INSTRUCTIONS FOR THE TASK:
Pictures excluded, copy word for word the lines from the one holding "Please pin the dark vase" through the last line below.

THE INPUT:
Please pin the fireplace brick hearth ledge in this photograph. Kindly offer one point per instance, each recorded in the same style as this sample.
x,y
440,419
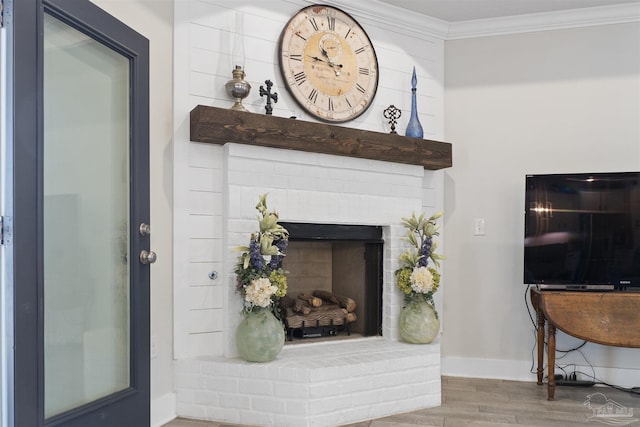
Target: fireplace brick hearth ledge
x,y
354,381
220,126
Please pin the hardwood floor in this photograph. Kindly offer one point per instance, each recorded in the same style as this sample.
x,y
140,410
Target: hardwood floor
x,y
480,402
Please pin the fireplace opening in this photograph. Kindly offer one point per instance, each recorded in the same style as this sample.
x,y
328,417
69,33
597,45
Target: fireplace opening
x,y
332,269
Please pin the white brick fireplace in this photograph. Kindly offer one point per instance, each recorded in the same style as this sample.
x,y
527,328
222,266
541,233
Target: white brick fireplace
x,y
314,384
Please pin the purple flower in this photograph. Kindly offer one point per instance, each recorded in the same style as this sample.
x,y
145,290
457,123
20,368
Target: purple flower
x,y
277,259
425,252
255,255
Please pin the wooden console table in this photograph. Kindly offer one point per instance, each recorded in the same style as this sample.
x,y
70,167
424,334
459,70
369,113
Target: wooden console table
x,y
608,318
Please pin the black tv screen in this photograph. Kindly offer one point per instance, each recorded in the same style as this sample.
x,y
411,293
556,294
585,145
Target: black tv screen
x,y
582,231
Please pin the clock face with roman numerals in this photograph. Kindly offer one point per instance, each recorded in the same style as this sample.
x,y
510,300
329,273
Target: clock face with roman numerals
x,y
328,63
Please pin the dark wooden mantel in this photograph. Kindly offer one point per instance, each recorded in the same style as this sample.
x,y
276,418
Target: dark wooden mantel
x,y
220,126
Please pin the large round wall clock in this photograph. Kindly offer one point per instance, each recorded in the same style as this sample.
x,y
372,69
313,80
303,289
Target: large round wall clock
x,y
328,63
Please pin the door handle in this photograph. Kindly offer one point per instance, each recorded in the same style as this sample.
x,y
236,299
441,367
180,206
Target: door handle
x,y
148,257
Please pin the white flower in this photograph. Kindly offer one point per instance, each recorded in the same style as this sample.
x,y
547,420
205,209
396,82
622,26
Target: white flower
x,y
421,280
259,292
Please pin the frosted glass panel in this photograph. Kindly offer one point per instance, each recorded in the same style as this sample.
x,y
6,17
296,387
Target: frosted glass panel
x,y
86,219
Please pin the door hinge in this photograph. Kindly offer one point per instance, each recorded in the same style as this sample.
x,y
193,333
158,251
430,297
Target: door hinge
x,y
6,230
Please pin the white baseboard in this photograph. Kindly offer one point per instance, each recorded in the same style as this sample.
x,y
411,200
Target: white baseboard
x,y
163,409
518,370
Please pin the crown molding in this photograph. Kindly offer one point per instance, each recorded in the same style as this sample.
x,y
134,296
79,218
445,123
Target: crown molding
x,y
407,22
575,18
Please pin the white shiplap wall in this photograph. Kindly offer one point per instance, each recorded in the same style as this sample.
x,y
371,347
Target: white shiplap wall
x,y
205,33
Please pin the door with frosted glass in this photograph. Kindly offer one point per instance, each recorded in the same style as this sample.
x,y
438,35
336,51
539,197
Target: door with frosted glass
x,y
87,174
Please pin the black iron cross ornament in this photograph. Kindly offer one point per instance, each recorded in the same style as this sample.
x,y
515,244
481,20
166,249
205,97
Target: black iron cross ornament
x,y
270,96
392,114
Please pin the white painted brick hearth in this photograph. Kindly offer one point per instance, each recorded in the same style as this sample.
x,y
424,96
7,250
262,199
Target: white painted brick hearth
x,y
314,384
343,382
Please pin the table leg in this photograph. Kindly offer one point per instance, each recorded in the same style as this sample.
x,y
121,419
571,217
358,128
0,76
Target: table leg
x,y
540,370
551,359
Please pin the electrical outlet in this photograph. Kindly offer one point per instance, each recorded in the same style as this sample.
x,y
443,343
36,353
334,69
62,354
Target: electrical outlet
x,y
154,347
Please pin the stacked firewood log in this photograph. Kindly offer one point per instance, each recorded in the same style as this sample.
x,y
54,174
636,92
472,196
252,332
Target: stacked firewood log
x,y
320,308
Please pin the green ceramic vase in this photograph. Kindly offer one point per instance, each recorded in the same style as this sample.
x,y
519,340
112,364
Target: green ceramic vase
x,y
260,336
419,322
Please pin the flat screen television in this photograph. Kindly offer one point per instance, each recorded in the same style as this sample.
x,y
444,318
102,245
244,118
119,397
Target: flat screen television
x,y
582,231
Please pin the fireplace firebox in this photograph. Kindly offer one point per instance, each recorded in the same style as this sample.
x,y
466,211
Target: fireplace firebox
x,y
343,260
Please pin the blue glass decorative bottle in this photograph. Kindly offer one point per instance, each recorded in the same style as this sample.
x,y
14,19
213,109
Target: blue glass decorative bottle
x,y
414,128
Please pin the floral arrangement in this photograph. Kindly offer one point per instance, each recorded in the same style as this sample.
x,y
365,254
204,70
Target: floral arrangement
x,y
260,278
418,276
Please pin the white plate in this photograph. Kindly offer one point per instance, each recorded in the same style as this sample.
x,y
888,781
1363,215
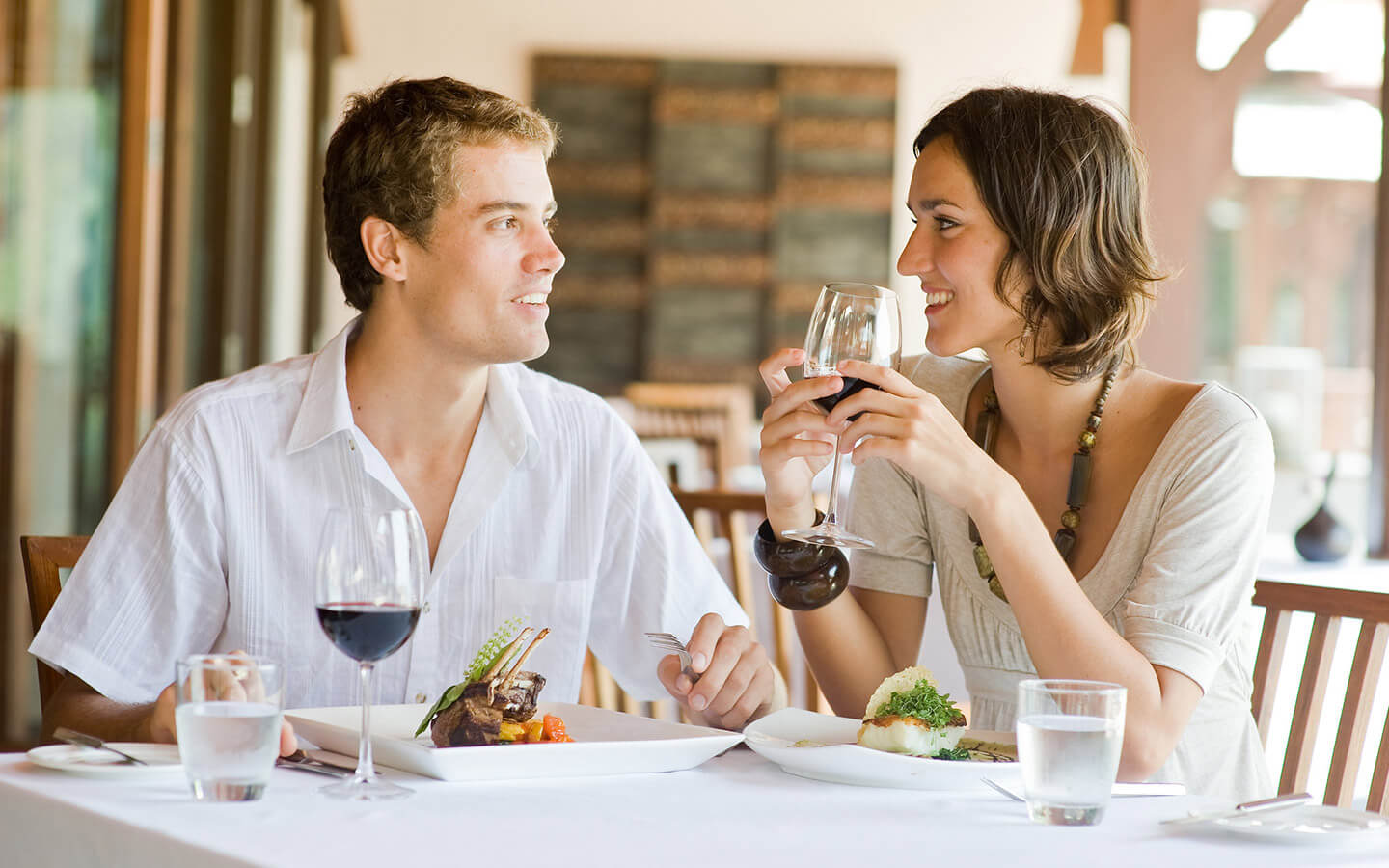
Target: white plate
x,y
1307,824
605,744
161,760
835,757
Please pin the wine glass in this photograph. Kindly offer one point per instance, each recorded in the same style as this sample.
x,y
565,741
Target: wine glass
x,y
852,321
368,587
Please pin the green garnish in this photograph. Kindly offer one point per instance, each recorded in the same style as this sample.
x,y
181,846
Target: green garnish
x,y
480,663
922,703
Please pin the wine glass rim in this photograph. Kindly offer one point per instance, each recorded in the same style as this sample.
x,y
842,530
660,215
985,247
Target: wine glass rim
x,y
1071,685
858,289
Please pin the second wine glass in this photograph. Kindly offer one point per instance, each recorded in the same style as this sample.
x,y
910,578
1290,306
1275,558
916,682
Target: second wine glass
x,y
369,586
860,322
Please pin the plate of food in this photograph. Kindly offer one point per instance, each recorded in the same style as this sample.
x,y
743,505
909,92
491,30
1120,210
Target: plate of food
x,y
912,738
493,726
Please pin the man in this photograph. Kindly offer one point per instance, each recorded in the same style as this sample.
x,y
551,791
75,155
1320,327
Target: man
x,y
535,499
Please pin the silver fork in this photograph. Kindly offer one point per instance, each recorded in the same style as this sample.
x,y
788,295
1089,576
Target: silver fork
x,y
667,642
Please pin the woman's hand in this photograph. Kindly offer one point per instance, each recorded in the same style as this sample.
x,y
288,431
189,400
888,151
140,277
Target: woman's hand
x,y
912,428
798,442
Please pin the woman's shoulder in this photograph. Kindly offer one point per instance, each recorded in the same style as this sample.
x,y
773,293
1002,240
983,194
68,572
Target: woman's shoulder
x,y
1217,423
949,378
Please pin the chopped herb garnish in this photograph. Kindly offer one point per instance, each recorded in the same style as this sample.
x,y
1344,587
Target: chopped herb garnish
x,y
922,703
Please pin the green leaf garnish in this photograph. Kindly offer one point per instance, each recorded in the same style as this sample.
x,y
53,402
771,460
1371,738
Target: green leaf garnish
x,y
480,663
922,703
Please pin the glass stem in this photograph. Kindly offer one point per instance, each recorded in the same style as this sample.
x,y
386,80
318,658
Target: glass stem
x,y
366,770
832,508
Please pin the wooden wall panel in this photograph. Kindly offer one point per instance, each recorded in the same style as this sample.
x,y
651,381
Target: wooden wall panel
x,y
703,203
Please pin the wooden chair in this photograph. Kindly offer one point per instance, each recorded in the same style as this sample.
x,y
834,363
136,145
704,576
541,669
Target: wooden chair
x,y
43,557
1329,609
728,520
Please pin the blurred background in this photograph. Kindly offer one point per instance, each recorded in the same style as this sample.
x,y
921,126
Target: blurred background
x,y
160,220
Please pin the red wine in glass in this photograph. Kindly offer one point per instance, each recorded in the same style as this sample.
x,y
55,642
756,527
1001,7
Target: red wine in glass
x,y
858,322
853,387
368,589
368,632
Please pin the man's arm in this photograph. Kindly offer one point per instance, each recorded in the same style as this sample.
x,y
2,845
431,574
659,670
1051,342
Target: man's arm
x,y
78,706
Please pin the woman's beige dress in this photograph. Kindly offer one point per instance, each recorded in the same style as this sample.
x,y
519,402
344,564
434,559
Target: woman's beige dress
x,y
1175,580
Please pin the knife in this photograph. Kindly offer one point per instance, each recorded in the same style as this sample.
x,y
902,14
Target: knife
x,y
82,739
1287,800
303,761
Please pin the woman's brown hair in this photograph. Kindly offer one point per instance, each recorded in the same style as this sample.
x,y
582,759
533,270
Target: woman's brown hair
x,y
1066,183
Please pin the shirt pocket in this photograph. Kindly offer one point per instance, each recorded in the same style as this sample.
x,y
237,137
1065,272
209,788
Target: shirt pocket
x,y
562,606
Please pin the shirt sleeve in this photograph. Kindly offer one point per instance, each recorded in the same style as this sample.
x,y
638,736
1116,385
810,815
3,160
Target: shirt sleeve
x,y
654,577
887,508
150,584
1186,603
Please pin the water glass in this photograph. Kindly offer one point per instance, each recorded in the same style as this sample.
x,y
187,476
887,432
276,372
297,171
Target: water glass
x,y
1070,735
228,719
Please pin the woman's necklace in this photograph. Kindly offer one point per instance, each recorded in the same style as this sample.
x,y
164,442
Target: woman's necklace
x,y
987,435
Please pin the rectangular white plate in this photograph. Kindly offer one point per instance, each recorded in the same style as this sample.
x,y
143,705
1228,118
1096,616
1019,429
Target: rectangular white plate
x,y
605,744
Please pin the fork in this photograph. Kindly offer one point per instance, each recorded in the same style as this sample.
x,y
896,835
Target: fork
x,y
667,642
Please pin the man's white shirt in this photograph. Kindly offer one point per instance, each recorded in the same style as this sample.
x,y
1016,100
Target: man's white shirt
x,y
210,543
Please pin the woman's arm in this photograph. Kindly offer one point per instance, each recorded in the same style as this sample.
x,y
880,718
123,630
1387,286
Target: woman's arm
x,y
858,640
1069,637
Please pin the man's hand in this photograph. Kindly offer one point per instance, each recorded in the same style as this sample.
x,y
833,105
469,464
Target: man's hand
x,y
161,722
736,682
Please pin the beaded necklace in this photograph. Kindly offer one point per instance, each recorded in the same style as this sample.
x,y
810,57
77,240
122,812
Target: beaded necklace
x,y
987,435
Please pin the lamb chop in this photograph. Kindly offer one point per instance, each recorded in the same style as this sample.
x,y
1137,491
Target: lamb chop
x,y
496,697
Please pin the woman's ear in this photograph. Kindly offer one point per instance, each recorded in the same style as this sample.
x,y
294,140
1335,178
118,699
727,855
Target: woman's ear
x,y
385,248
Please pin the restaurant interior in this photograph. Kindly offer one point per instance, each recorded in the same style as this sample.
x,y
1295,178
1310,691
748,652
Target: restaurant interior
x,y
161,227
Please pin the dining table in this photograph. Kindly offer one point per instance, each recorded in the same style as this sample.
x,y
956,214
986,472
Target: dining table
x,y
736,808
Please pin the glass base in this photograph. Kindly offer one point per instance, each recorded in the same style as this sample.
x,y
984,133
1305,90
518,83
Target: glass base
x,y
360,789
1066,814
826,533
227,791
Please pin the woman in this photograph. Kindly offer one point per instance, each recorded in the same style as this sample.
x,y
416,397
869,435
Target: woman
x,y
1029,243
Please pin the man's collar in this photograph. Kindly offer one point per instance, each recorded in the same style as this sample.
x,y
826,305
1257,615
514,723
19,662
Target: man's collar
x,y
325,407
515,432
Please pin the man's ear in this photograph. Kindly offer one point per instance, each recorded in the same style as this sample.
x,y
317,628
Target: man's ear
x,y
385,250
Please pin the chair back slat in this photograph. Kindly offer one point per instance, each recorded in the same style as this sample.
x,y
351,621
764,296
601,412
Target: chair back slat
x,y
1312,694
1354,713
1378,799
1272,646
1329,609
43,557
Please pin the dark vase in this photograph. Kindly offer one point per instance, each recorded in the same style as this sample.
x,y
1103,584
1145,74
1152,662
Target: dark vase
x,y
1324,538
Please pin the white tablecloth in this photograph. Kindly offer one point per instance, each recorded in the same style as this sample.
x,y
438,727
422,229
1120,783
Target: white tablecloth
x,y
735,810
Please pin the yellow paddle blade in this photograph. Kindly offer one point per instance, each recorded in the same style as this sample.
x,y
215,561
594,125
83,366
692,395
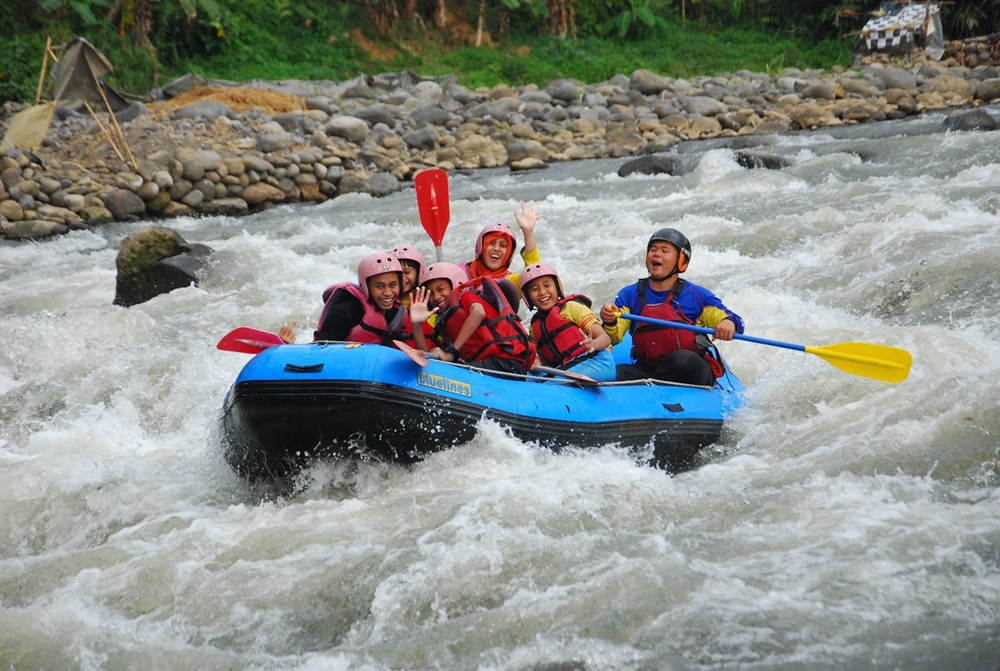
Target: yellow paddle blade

PROBLEM SOLUTION:
Please pin the dark vase in this photograph. Kindly offer one point per instance, each recorded in the same style as this sample.
x,y
1103,584
1145,74
1152,662
Target: dark vase
x,y
1324,538
Please pin the white tablecloth in this photograph. Kindly offer one point per instance, each recorded in the same style as this sample.
x,y
438,727
422,229
1120,783
Target: white tablecloth
x,y
735,810
Please pin the yellow paddle blade in this photograph. Kindly offer one point per instance, each recorded in the same style as this sample.
x,y
215,561
594,125
83,366
692,395
Target: yellow paddle blade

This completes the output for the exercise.